Task goal:
Type out the data again. Keep every line exactly the same.

Stored records:
BEGIN
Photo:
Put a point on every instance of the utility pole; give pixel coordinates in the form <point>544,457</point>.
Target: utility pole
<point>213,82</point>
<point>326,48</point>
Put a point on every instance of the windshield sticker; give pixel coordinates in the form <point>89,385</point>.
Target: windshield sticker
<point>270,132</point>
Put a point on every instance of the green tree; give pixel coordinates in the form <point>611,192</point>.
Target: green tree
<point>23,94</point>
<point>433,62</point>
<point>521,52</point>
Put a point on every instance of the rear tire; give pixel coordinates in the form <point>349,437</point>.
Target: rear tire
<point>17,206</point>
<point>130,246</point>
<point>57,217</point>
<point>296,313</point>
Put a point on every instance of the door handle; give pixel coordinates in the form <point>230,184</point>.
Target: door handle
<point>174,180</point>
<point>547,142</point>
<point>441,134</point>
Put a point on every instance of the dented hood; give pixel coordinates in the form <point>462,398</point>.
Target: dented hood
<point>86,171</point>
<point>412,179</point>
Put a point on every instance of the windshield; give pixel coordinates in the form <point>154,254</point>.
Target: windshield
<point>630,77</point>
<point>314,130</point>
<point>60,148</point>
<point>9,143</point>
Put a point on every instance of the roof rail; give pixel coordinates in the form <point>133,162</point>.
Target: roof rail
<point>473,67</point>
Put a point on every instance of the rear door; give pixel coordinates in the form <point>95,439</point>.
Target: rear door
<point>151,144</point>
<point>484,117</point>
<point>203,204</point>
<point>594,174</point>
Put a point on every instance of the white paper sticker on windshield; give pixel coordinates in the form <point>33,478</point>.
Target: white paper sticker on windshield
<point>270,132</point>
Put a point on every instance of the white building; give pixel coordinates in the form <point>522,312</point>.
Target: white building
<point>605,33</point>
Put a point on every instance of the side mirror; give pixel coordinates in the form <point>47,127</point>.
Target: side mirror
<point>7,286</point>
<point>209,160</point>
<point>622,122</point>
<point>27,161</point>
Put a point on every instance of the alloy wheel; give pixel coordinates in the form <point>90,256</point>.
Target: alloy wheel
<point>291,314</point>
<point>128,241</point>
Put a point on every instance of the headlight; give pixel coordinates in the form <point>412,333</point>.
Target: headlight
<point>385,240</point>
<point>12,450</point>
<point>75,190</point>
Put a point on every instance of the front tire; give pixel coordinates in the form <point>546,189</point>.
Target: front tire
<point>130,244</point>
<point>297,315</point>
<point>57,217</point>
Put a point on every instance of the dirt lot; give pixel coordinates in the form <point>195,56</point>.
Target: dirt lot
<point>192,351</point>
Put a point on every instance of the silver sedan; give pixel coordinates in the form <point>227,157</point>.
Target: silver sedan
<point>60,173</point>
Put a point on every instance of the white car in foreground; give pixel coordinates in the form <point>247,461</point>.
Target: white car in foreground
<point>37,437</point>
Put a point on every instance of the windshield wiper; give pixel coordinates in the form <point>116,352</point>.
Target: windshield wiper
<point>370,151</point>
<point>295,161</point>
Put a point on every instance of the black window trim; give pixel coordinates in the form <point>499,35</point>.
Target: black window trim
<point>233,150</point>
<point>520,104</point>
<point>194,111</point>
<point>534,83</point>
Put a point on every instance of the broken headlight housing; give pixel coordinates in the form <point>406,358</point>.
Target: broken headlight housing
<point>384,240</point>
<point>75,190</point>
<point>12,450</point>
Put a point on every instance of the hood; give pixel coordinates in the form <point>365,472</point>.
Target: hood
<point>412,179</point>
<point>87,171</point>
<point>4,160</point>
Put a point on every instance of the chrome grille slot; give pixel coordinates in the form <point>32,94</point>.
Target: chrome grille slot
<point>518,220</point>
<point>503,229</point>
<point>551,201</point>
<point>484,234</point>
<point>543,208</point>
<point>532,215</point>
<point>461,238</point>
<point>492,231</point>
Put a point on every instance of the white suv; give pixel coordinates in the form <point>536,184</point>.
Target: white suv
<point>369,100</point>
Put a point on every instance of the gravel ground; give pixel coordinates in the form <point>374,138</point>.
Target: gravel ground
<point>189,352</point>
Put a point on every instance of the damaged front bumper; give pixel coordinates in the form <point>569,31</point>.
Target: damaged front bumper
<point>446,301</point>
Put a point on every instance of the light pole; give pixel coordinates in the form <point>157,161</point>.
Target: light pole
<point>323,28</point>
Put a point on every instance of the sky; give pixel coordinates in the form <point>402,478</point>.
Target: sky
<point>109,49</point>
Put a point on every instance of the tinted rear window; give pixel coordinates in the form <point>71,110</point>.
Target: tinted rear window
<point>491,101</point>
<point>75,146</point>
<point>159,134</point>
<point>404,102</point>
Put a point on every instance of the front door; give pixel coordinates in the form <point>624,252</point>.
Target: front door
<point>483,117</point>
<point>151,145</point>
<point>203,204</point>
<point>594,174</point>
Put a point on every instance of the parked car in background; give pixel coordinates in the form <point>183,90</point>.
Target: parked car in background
END
Written answer:
Photo:
Put a point on every instance of the utility pole; give pixel coordinates in the form <point>544,457</point>.
Target: utility pole
<point>213,82</point>
<point>326,48</point>
Put a point on every instance of the windshield sticker; give pixel coordinates in the form <point>89,385</point>.
Target: windshield sticker
<point>270,132</point>
Put a point on every instance of the green tree; give pixel coordinates in the form <point>611,192</point>.
Target: green tree
<point>23,94</point>
<point>433,62</point>
<point>521,52</point>
Put a point on every instance of the rear tire; give pixel coordinates in the form <point>349,437</point>.
Target: rear tire
<point>17,206</point>
<point>130,246</point>
<point>57,217</point>
<point>296,313</point>
Put a point on every instance of the door handle; give pixel coordinates in the form <point>230,184</point>.
Target: door handle
<point>174,180</point>
<point>547,142</point>
<point>441,134</point>
Put a point on every instance of the dented hood; give pixel coordinates in the form <point>462,398</point>.
Target: dented hood
<point>86,171</point>
<point>412,179</point>
Put a point on every instance of the windshield; give pixel coordinates in the form <point>154,254</point>.
Target: windshield
<point>630,77</point>
<point>314,130</point>
<point>60,148</point>
<point>9,143</point>
Put a point on every instance of the roof rail; give pixel coordinates in the form <point>133,162</point>.
Target: roof rail
<point>473,67</point>
Put a point on every instance of the rear door; give pixel coordinates in the form <point>95,439</point>.
Target: rear door
<point>151,144</point>
<point>484,117</point>
<point>203,204</point>
<point>594,174</point>
Put a point on every instance of the white paper sticker on windshield; give pixel coordinates in the form <point>33,478</point>.
Target: white paper sticker on windshield
<point>270,132</point>
Put a point on every instance of the white building; give pixel coordinates in the form <point>522,312</point>.
Target: white building
<point>605,33</point>
Put a point on every instance of the side mirror; give pixel coordinates in the form <point>47,127</point>.
Target: side mirror
<point>7,286</point>
<point>209,160</point>
<point>622,122</point>
<point>27,161</point>
Put a point on every instance of the alloy wheel; give pixel coordinates in the form <point>90,256</point>.
Target: alloy wheel
<point>291,314</point>
<point>128,241</point>
Put a point on every instance of the headlight; give pixel coordinates in the form <point>412,333</point>.
Target: headlight
<point>385,240</point>
<point>12,450</point>
<point>75,190</point>
Put a point on every instance of the front tire; give pixel coordinates in the form <point>546,189</point>.
Target: front tire
<point>130,244</point>
<point>297,315</point>
<point>57,217</point>
Put a point on every instance of the dirt lot; give pixel coordinates in the form <point>195,56</point>.
Target: dirt lot
<point>192,351</point>
Put a point on every instance of the silver sedan; give pixel coordinates in the form <point>227,157</point>.
Target: silver sedan
<point>60,173</point>
Put a point on every instance of the white car in foreground; give pixel coordinates in the form <point>247,461</point>.
Target: white car in foreground
<point>37,437</point>
Put a point on every instance of the windshield wiper; give pixel coordinates in the form <point>116,352</point>.
Target: windshield wiper
<point>370,151</point>
<point>295,161</point>
Put a point on every instance of the black window trim; give pixel coordinates in the form <point>499,35</point>.
Target: black window trim
<point>233,150</point>
<point>520,104</point>
<point>194,111</point>
<point>534,83</point>
Put a point on every instance of the broken headlight housing; give pixel coordinates in the form <point>406,358</point>.
Target: broken headlight housing
<point>384,240</point>
<point>75,190</point>
<point>12,450</point>
Put a point on every instance of the hood; give pixel coordinates in the form <point>365,472</point>.
Target: hood
<point>412,179</point>
<point>87,171</point>
<point>4,160</point>
Put a point on every instance of the chrome grille slot; give pixel coordinates in the form <point>32,94</point>.
Target: chrome grille slot
<point>518,220</point>
<point>503,229</point>
<point>551,201</point>
<point>484,234</point>
<point>543,208</point>
<point>532,215</point>
<point>461,238</point>
<point>492,231</point>
Put a point on every instance of the white suv; give pixel coordinates in the form <point>536,184</point>.
Target: white suv
<point>369,100</point>
Put a point on every instance of the gravel ground; give pixel coordinates in the form <point>374,138</point>.
Target: gravel ground
<point>189,352</point>
Put a point on every instance of the damaged front bumper; give pixel coordinates in the form <point>569,31</point>.
Target: damaged front bumper
<point>446,301</point>
Put a point on every instance of the light pole; give pixel coordinates in the form <point>157,161</point>.
Target: light pole
<point>323,28</point>
Put a point on every instance of the sky; give pixel coordinates in the form <point>402,478</point>.
Target: sky
<point>109,49</point>
Put a point on every instance of the tinted rear window; give pixel coordinates in the form <point>71,110</point>.
Target: tinted rear window
<point>491,101</point>
<point>75,146</point>
<point>159,134</point>
<point>404,102</point>
Put a point on every instance of the front door; give pixel coordinates in the form <point>624,252</point>.
Target: front door
<point>483,117</point>
<point>151,145</point>
<point>203,204</point>
<point>594,174</point>
Put a point on every instance of the parked car in background; give pixel coordinates in the form <point>183,90</point>.
Target: parked car in background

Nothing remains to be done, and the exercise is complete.